Write the entries out again. Each one must match exactly.

╭──

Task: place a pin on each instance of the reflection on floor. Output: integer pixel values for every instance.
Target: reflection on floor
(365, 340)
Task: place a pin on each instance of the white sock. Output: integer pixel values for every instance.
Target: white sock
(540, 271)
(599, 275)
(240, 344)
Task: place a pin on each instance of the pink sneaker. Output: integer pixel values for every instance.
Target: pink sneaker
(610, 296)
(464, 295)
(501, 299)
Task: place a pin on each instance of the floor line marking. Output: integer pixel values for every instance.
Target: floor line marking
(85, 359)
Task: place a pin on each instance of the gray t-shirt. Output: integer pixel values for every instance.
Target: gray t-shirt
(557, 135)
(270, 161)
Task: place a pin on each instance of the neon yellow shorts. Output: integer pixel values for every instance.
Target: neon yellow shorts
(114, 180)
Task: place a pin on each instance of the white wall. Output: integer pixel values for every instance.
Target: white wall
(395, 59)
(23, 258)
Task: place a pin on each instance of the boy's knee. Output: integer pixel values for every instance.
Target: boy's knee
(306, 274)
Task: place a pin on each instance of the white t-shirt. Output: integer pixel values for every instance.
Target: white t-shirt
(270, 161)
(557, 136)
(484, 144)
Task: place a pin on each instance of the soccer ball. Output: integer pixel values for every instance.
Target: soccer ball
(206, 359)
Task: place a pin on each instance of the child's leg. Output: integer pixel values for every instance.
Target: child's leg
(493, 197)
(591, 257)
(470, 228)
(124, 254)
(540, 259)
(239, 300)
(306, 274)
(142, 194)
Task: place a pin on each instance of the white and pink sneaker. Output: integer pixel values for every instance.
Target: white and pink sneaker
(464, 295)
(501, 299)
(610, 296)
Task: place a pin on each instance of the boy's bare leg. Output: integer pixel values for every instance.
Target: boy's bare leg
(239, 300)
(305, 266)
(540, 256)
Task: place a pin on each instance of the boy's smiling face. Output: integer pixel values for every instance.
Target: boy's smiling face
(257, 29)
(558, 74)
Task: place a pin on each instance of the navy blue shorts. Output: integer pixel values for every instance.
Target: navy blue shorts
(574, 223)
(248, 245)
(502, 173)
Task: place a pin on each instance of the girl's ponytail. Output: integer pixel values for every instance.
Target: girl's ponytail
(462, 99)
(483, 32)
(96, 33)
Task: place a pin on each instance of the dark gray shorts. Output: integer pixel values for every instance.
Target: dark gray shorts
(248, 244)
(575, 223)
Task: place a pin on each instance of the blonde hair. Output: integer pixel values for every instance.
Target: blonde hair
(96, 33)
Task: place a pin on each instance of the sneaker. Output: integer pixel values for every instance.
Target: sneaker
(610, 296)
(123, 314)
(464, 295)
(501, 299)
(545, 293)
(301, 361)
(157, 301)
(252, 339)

╰──

SOLUTION FOR THIS EXERCISE:
Task: place a pin on each instance of the reflection on floor. Output: integer pixel values for every instance.
Target: reflection on floor
(365, 340)
Task: place a pin on each instance of the white sock. Output: integer pixel values for every instance.
Target: white sock
(540, 271)
(599, 275)
(240, 344)
Task: place a pin on each instance of the pink sneaker. Output: integer pixel values for every instance.
Target: pink sneaker
(610, 296)
(464, 295)
(501, 299)
Task: place a pin on each instance of the floor line marking. Output: integer pixel values for every instance.
Target: floor line marking
(85, 359)
Task: place a pin on each instance of the gray t-shirt. Output: integer pixel values for every instance.
Target: gray t-shirt
(557, 135)
(270, 161)
Task: place a pin on each instance of the neon yellow shorts. Output: integer pixel values for every instance.
Target: neon yellow shorts
(114, 180)
Task: place a pin on each instance of the white wall. Output: integer pixel values for every instance.
Target: white wall
(395, 59)
(23, 258)
Task: place a pin on each instance of the boy's knee. Output: integer pixel values for every instance.
Target: boy's knee
(306, 274)
Task: place a pin on each instance of the white t-shirt. Output: integer pixel values for every instance.
Target: white t-shirt
(270, 161)
(557, 136)
(484, 144)
Task: place a pin on each instance of the soccer ball. Output: integer pixel values for every instance.
Target: soccer ball
(206, 359)
Task: place a pin on each instance of the child's leg. Output: integer pixel values for every instance.
Target: child's leg
(493, 197)
(591, 257)
(470, 228)
(124, 254)
(540, 259)
(239, 300)
(306, 274)
(142, 194)
Task: place a pin on each instance of the white and pink sneaker. Output: integer pixel values for every instance.
Target: white and pink sneaker
(464, 295)
(501, 299)
(610, 296)
Task: place a pin on each instance of the boy's bare leg. Output: integer pixel values for every instance.
Target: boy's bare leg
(239, 300)
(305, 266)
(540, 256)
Task: place a pin on each instance of the boy's smiling face. Output: integer pixel values for every instance.
Target: boy's smiling face
(257, 29)
(558, 74)
Task: place a pin on each instance of the navy blue shorts. Output: integer pixel values for every instance.
Target: navy blue shorts
(574, 223)
(248, 245)
(502, 173)
Task: place a pin on each instance of the girl's ponytail. Output: integer pixel values for every instance.
Target: girl's ponytail
(462, 99)
(483, 32)
(96, 33)
Task: place a pin on each instance of the dark gray shorts. Output: integer pixel values for every instance.
Target: dark gray shorts
(248, 244)
(575, 223)
Task: place a pin on each instance of the blonde hair. Output: integer pixel values for every instance.
Target: blonde hair
(96, 33)
Task: place a pin on each instance of the sneaker. Output: integer pixel values for every instance.
Target: sneaker
(610, 296)
(123, 314)
(464, 295)
(501, 299)
(545, 293)
(301, 361)
(157, 301)
(252, 339)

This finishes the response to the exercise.